- [Exercise instructions]: Below are records; reproduce exactly the lines from the one containing "Annotation task — pin every instance of the arched" through the end, both included, and only those.

- [Given records]:
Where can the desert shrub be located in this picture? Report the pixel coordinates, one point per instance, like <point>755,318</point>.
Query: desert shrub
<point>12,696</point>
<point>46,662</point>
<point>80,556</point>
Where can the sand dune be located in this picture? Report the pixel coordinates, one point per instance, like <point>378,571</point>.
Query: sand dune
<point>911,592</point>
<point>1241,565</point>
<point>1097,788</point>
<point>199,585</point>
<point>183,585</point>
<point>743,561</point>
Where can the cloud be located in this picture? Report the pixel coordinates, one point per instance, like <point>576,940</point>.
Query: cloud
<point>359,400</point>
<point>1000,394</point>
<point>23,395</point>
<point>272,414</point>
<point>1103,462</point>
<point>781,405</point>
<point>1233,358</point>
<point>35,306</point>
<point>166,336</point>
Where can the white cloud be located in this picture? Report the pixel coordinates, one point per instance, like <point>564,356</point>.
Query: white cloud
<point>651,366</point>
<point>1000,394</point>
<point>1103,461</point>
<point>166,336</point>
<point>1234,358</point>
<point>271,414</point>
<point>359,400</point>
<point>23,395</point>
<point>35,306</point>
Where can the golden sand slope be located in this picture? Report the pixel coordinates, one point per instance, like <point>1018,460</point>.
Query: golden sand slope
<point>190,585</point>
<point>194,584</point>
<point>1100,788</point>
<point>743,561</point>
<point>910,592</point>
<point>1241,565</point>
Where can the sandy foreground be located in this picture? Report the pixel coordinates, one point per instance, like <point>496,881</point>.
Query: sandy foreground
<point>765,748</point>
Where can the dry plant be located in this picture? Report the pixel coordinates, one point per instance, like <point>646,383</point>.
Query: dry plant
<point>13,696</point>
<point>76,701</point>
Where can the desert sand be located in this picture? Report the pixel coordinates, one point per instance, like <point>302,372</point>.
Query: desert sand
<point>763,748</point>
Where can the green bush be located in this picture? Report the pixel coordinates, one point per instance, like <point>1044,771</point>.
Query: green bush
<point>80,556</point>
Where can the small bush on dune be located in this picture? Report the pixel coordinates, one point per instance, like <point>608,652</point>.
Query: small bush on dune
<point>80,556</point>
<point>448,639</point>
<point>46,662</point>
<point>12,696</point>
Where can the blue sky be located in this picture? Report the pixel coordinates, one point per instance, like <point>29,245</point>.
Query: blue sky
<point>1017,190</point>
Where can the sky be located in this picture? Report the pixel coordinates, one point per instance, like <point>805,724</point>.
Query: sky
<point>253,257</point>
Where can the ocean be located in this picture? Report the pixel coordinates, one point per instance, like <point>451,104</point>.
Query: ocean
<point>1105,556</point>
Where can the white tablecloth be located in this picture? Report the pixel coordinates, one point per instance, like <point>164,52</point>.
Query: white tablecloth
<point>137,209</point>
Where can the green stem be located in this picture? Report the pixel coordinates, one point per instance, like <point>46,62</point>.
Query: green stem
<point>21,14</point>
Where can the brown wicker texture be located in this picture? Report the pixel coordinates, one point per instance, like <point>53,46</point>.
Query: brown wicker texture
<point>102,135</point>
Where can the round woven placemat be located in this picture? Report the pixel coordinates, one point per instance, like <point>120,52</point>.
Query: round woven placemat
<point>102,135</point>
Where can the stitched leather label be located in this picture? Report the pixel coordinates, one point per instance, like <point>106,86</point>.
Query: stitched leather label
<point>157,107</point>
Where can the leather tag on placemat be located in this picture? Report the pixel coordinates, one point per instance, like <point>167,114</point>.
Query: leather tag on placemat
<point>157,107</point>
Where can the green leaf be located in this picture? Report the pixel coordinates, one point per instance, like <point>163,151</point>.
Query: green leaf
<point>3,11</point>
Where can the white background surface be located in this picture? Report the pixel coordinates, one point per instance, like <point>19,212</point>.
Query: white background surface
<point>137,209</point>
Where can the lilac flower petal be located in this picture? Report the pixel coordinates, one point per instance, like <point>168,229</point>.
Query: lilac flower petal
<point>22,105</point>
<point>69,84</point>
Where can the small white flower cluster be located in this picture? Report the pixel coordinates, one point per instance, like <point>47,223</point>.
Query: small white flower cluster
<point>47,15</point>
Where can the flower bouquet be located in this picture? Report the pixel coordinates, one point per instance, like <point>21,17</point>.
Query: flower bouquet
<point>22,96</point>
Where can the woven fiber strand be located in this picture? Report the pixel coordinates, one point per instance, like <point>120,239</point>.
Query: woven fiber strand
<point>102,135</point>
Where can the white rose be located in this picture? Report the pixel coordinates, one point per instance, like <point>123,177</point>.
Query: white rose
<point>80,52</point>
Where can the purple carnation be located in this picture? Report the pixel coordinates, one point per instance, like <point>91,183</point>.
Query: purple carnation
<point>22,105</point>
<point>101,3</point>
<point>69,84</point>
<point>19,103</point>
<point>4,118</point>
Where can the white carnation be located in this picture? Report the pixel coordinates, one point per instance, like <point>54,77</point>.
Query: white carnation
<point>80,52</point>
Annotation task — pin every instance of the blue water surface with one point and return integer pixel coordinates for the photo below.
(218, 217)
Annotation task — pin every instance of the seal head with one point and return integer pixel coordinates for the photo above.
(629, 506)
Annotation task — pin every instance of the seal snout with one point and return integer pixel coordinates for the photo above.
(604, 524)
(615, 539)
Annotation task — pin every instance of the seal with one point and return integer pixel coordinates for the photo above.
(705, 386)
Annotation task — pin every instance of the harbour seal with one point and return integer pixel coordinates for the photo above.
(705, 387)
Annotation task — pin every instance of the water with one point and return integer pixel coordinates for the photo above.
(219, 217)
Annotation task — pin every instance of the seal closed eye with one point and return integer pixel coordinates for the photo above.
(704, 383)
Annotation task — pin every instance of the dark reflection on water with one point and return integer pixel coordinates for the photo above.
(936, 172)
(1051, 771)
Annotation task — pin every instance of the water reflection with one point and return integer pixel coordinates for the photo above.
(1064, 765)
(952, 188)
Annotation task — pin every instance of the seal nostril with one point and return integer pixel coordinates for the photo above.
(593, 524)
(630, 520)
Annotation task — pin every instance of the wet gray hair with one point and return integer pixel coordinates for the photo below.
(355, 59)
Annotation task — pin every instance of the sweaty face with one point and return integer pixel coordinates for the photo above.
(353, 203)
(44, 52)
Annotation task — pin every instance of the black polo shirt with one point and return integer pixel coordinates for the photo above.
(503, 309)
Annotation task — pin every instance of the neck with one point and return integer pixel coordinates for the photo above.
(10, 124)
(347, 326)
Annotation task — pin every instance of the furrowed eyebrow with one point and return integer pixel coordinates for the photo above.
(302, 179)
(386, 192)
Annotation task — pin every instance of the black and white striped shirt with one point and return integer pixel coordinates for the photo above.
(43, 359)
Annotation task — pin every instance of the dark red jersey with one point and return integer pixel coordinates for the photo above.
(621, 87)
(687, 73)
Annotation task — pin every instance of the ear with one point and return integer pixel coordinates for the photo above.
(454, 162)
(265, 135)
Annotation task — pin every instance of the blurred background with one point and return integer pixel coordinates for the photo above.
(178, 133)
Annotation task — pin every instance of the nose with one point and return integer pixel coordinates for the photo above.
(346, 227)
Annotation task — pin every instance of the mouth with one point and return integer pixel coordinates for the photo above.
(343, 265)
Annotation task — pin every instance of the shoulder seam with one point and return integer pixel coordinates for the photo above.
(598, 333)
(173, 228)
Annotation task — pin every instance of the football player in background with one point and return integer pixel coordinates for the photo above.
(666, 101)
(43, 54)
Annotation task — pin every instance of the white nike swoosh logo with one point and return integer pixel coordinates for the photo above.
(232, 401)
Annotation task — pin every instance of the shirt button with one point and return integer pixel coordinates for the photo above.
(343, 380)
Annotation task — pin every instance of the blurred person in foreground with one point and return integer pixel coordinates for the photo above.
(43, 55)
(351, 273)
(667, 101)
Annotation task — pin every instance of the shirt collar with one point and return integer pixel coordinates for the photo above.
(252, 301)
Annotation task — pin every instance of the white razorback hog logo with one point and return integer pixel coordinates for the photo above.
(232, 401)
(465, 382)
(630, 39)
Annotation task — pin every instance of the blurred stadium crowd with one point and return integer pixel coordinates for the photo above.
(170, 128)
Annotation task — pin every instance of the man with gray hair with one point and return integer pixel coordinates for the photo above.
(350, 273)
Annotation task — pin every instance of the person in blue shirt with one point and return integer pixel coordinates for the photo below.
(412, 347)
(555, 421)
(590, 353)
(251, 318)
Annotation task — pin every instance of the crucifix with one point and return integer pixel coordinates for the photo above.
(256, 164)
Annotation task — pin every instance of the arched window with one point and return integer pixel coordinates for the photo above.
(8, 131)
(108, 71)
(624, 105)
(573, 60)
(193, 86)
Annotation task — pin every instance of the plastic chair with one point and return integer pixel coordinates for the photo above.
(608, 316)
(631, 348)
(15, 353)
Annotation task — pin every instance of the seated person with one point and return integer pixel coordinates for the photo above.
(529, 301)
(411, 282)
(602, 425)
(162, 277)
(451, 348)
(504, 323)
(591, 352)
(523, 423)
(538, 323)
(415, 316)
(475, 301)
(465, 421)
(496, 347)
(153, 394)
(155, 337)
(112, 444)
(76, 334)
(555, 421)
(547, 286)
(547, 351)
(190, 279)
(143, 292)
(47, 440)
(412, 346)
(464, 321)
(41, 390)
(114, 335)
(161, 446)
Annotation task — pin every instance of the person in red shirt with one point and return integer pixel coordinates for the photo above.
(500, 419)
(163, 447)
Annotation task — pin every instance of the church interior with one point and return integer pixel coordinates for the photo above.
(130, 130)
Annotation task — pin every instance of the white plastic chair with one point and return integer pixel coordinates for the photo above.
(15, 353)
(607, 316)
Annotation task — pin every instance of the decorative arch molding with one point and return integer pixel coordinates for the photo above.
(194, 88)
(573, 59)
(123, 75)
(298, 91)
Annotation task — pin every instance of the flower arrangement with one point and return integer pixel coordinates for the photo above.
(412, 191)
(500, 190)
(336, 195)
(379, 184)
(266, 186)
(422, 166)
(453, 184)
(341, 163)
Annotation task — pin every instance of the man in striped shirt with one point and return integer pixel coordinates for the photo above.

- [Task response]:
Annotation task — pin every instance of the arched window with one point and return integer pixel coordinates for the photo above.
(8, 131)
(108, 71)
(624, 105)
(573, 60)
(193, 86)
Annotation task — pin every instance of the plastic chair with one point and return integer pixel coordinates for the photo above.
(608, 316)
(631, 348)
(15, 353)
Annotation task — pin every instance of the seated person with one point and return integer pixel coordinates for the photo above.
(529, 301)
(411, 282)
(602, 425)
(162, 277)
(451, 348)
(504, 323)
(591, 352)
(523, 423)
(538, 323)
(415, 316)
(475, 301)
(465, 421)
(496, 347)
(153, 394)
(155, 337)
(112, 444)
(76, 334)
(555, 421)
(547, 286)
(547, 351)
(190, 279)
(143, 292)
(47, 440)
(412, 346)
(464, 321)
(41, 390)
(114, 335)
(161, 446)
Annotation task — pin every instance of the person in red shirt with one point and return integer pixel coordinates for the photo above.
(500, 419)
(163, 447)
Annotation task — pin every instance of the church interior with one point and return integer pixel coordinates for the photo above.
(130, 130)
Annotation task — pin every instance of the white plastic chair with one point and return integer pixel coordinates for the photo above.
(15, 353)
(607, 316)
Annotation task — pin every instance of the decorative arch molding with one point and return integer pixel coordinates for the photo above.
(194, 88)
(573, 59)
(123, 75)
(298, 91)
Annotation task — pin every instance of the flower arrangement with one point and return integer pixel coordinates for the photo above.
(412, 191)
(500, 190)
(336, 195)
(379, 184)
(266, 186)
(422, 166)
(453, 184)
(341, 163)
Annotation task — pin every instance of the man in striped shirt with one point and return integer pixel coordinates for the photo above.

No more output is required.